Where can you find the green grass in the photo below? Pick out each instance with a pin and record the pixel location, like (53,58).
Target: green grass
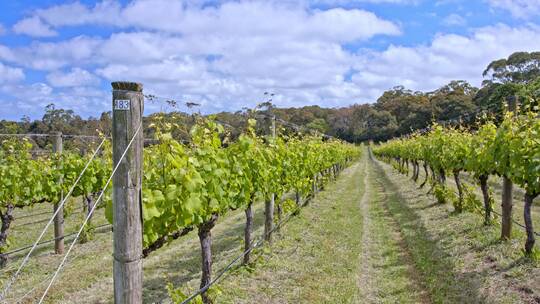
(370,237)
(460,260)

...

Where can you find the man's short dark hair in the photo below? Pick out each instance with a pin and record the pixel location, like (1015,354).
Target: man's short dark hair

* * *

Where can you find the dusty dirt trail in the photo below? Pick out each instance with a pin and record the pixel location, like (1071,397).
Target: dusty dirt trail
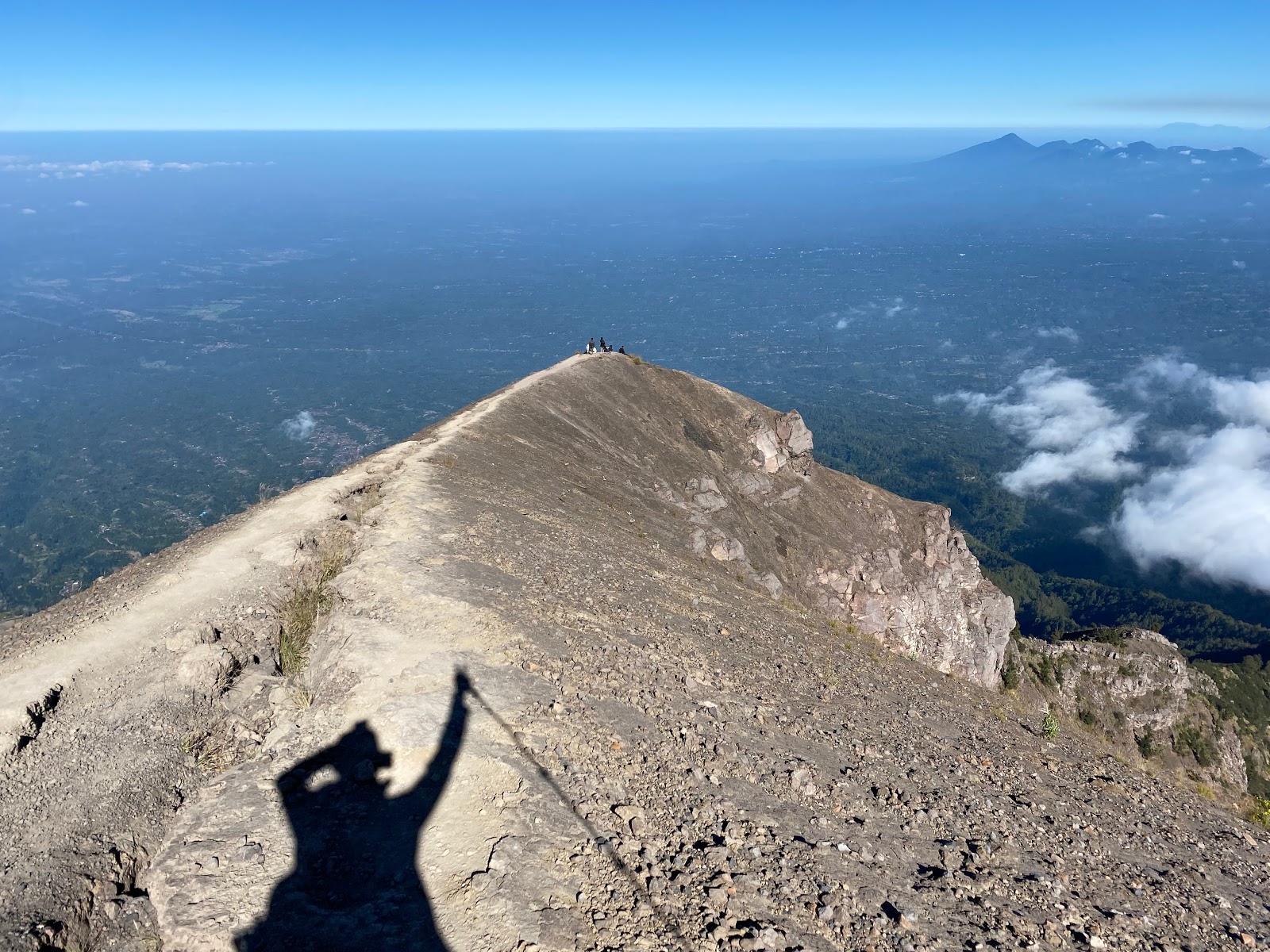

WHAT TO DO: Can you copy out, word for word, the lines of the records that begin with the line containing "Where can you find the man's" and end with the line containing "Target: man's short dark hair", including both of those lines?

FINAL RESULT:
Where can you find the man's short dark hair in the photo below? Pick out each instance with a pin and record the pixel location, like (1015,354).
Target: man's short dark hair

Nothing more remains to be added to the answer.